(Records from a data collection)
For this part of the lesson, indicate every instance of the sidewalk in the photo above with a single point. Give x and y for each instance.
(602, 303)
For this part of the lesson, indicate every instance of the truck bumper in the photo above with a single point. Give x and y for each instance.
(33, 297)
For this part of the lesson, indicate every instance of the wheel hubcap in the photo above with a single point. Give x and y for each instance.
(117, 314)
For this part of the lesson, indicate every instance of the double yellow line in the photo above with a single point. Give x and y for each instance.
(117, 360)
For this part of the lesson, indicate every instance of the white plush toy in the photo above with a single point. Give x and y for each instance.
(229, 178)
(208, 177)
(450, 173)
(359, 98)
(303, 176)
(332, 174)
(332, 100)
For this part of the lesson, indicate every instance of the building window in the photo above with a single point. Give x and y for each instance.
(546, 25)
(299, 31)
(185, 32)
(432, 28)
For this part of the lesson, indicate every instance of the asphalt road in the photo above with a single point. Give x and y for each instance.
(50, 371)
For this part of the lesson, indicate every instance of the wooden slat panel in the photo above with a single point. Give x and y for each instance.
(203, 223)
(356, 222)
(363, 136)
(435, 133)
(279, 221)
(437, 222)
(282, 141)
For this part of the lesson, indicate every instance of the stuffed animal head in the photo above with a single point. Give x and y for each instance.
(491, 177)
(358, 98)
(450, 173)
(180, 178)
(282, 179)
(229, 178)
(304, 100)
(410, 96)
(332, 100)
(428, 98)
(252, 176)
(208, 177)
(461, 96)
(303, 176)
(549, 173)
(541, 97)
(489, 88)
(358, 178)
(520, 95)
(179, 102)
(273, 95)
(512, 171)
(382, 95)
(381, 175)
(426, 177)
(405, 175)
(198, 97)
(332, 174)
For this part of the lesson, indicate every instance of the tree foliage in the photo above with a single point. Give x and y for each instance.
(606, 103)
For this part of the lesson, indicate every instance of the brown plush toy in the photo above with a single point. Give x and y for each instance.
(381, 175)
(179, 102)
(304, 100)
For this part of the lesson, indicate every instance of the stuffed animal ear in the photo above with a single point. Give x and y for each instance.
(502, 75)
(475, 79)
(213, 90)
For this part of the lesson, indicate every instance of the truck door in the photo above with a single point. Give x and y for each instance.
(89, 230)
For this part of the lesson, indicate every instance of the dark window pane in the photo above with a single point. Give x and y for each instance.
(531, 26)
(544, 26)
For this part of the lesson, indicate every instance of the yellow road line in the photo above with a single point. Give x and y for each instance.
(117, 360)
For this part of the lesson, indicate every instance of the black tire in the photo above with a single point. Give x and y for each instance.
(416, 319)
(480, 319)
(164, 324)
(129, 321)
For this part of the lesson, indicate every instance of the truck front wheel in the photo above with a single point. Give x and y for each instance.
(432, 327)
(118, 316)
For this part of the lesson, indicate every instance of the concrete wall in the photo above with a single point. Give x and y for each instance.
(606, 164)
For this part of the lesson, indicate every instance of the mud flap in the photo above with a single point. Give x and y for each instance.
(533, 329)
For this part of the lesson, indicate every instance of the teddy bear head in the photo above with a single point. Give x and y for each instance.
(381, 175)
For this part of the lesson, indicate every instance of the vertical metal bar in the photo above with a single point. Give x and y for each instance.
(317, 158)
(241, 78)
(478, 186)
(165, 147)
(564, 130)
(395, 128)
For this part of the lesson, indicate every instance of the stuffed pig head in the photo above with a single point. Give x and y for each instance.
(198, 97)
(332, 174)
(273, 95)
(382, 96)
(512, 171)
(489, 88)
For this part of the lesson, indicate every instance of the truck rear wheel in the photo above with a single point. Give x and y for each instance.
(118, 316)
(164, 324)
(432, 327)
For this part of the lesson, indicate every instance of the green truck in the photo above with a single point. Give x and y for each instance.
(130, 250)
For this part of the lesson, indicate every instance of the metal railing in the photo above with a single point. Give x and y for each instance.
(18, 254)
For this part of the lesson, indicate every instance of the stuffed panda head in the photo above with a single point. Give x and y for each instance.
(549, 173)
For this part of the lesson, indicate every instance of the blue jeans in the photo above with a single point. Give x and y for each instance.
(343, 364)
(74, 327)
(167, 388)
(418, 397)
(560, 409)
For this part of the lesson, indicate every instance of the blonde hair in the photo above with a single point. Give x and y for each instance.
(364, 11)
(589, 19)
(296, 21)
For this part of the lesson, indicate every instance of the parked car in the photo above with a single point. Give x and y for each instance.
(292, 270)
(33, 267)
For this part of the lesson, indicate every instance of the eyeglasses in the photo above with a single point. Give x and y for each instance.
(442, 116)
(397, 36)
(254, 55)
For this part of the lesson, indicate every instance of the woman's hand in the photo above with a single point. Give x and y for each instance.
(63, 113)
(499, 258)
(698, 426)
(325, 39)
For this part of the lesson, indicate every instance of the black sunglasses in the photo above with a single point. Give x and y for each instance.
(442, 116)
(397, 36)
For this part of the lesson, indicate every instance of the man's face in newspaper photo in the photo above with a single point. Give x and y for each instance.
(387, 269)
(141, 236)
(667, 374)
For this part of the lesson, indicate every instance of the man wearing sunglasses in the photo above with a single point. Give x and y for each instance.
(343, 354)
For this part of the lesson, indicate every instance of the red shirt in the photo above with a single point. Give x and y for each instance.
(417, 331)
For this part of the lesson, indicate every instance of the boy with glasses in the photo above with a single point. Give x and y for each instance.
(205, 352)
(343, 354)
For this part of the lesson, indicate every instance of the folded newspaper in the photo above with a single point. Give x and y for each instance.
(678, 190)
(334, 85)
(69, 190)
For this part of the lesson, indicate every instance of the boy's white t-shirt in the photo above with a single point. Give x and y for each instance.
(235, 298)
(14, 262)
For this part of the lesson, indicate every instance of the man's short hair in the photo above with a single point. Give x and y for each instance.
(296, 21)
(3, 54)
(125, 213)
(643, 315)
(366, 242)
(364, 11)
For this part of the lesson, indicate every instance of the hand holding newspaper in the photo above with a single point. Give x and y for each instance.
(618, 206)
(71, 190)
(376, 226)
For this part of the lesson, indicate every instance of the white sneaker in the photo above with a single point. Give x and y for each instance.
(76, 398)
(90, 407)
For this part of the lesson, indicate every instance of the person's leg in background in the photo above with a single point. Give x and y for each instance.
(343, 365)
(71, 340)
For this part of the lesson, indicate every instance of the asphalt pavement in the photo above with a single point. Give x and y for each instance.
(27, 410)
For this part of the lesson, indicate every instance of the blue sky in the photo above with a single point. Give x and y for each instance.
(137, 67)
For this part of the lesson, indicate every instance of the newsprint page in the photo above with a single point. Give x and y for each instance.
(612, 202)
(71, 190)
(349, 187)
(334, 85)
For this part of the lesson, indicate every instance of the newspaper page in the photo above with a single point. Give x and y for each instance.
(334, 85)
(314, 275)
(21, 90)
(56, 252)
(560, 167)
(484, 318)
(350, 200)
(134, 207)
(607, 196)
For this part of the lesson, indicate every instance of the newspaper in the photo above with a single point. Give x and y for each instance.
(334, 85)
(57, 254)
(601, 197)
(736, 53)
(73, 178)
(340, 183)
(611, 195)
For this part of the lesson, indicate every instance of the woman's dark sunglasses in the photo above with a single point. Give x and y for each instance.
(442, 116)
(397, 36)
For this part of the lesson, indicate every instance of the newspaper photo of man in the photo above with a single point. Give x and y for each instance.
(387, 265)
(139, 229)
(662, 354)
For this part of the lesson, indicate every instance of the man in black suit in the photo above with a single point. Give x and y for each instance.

Aim of the exercise
All of the data above is to be transcribed without alteration.

The answer
For this part of the lesson, indicate every instance of the sidewalk in the photo above with a single point. Give x and y for each instance.
(602, 303)
For this part of the lesson, indicate every instance of the truck bumper in the photo above with a single point. Give x and y for each instance.
(33, 297)
For this part of the lesson, indicate every instance of the wheel hubcap in the photo above with a single point. Give x and y for each instance.
(117, 314)
For this part of the lesson, indicate every instance of the double yellow line in the photo above with a single point. Give x and y for each instance.
(117, 360)
For this part of the lesson, indicate every instance of the white plush toy in the photo above with a single point. Give x and y for each instance.
(229, 178)
(208, 177)
(450, 173)
(359, 98)
(303, 176)
(332, 174)
(332, 100)
For this part of the lesson, indicate every instance of the building window in the photo above with a single point. Give x and y for each instance.
(546, 25)
(299, 31)
(185, 32)
(432, 28)
For this part of the lesson, indicate every instance of the asphalt road in the photo above with a single point. Give x and y for each instance.
(50, 371)
For this part of the lesson, indicate every instance of the wooden slat panel in the photo above with a single point. Give x and y for each instance.
(203, 223)
(356, 222)
(363, 136)
(435, 133)
(279, 221)
(437, 222)
(282, 141)
For this part of the lesson, indicate every instance of the stuffed animal head in the photo above with a single point. Give x and y for each instance.
(491, 177)
(358, 98)
(450, 173)
(180, 178)
(282, 179)
(229, 178)
(304, 100)
(410, 96)
(332, 100)
(428, 98)
(252, 176)
(208, 177)
(461, 96)
(303, 176)
(549, 173)
(541, 97)
(489, 88)
(358, 178)
(520, 95)
(179, 102)
(273, 95)
(512, 171)
(382, 95)
(381, 175)
(426, 177)
(405, 175)
(198, 97)
(332, 174)
For this part of the lesson, indicate every instance of the tree foliage in the photo above with a single point. Give x and y for each instance.
(606, 103)
For this part of the lesson, indicate every instance of the brown plush toy in the photo above with a single point. Give x and y for each instance.
(381, 175)
(179, 102)
(304, 100)
For this part of the lesson, indicate every instance of the stuffed animal ear in the photo above with a single point. Give x and y for each instance.
(502, 75)
(475, 79)
(213, 90)
For this part of the lesson, indicate every instance of the truck door in the photo above with a single point. Give x and y for each instance.
(89, 230)
For this part of the lesson, indicate every instance of the dark window pane in the photo above with a single point. Give x and y for each instance.
(531, 26)
(544, 26)
For this part of the lesson, indicate every instance of the yellow road line in the photo above with a single point. Give x and y for each instance.
(117, 360)
For this part of the lesson, indicate every instance of the black tire in the photo above with a single point. Give x and y for each instance.
(416, 319)
(480, 319)
(164, 324)
(129, 321)
For this part of the lesson, indicate every instance of the truck front wheel in the photo above with a single point. Give x and y for each instance.
(432, 327)
(118, 316)
For this part of the lesson, indicate every instance of the concrete wall in the photo above with a single point. Give x and y for each instance.
(606, 164)
For this part of the lesson, indicate every instance of the mud flap in the photo above with a single point. Give x and y for each instance.
(533, 329)
For this part of the lesson, indicate every instance of the teddy bear head in the photo above with a single point. Give x and y for each instance.
(381, 175)
For this part of the lesson, indicate every instance of the vertical metal bar in the photo above with a single point. Give x and y for each instance.
(317, 158)
(241, 78)
(478, 186)
(165, 147)
(564, 130)
(395, 128)
For this part of the lesson, indicate every instance of the stuffed pig head in the photo above with a single point. Give x and y for each instance.
(198, 97)
(332, 174)
(273, 95)
(382, 96)
(512, 171)
(489, 88)
For this part of the lesson, indicate every instance of the truck rear wheel in the photo above with a single point. Give x and y for each instance.
(118, 316)
(164, 324)
(432, 327)
For this part of the lesson, indicate every instance of the green truck in the photo above with a single point. Give x and y for each instance.
(130, 250)
For this part of the lesson, indicate every instance of the metal railing in the photo above with a single point. Give x and y for each instance.
(18, 254)
For this part of the lesson, indicate every instance of the stuffed panda head in the photo above with a single point. Give x and y for each instance.
(549, 173)
For this part of the lesson, indicate every instance of the blue jeans in the photo above with a single point. Give x and y for each instance.
(343, 364)
(74, 327)
(167, 388)
(418, 397)
(560, 409)
For this part of the lesson, indicate every instance of the blonde hair in the photo above with a single point. Give x and y for each instance.
(364, 11)
(589, 19)
(296, 21)
For this part of the lesson, indicate every instance of the parked car in the photo above with a single point. Give x and y for each instance.
(292, 270)
(33, 267)
For this part of the lesson, indicate every instance of the eyeglasses in the photo above with a single point. Give x and y for each instance.
(442, 116)
(397, 36)
(254, 55)
For this part of the lesson, indicate every instance of the woman's hand in the photo above with a single point. Give x and y for each instance.
(63, 113)
(499, 258)
(698, 426)
(325, 39)
For this part of the lesson, indicate every instance of the black sunglasses in the photo above with a single point. Give x and y for each instance.
(442, 116)
(397, 36)
For this part of the lesson, indicate every instance of the man's face in newspaper photo in the photo above with a single point. Give x and y for each instance.
(387, 269)
(141, 236)
(667, 374)
For this part of the lesson, indicate every instance of the man wearing sunglasses in the photo above with a single point. Give x and y for each instance.
(343, 354)
For this part of the lesson, indicate every instance of the red shirt in the photo above with a single point. Give x and y for each instance.
(417, 331)
For this part of the lesson, indicate every instance of the boy with glasses in the photo above with a single point. Give x and y for each instance.
(205, 352)
(343, 354)
For this part of the lesson, indicate every instance of the folded newspaper in the photo above with a single point. Give x and y for each instance.
(678, 190)
(334, 85)
(69, 190)
For this part of the lesson, indicate every instance of the boy's white t-shirt in the photo above with a single point. Give x and y for each instance.
(235, 298)
(14, 262)
For this part of the lesson, indicate every instance of the man's short hair in the photo above with a single point. Give x and y for each instance.
(296, 21)
(3, 54)
(125, 213)
(643, 315)
(366, 242)
(364, 11)
For this part of the lesson, indicate every instance of the hand holding newspaper in the photo above with a single point. Give x and y for each instance.
(618, 206)
(71, 190)
(376, 226)
For this part of the lesson, indicate every instance of the white sneaker in the photo above with a single point. Give x and y for each instance.
(76, 398)
(90, 407)
For this part of the lesson, indicate every instance of the person's leg in background in the photo above with a single point. Give x and y for each instance.
(343, 365)
(71, 340)
For this part of the lesson, indicate every instance of the asphalt pavement in the photo above with a single point. Give x and y for each instance.
(27, 410)
For this part of the lesson, indicate every instance of the blue sky in the photo above with a single point. Give x and y for each instance.
(137, 67)
For this part of the lesson, indicate every instance of the newsprint page in the photo above with a single point. Give x and y for each instance.
(612, 202)
(71, 190)
(349, 187)
(334, 85)
For this part of the lesson, indicate every instance of the newspaper page in the photo above with a single point. Give x and y for each instance.
(334, 85)
(314, 275)
(21, 90)
(56, 252)
(560, 167)
(484, 318)
(350, 200)
(134, 207)
(607, 196)
For this part of the lesson, indicate every instance of the newspaper in the photo above with a single point. Give x and y for each instance.
(334, 85)
(57, 254)
(601, 197)
(736, 53)
(73, 178)
(340, 183)
(611, 195)
For this part of the lesson, indicate every instance of the woman's dark sunglasses in the photo above with a single point. Give x and y for each instance.
(442, 116)
(397, 36)
For this part of the lesson, indicate every instance of the newspaper photo of man in the photo above with a single point. Give x and y for each instance.
(387, 265)
(139, 229)
(662, 354)
For this part of the lesson, indicate every instance of the man in black suit in the photo above with a single point. Give x and y for each instance.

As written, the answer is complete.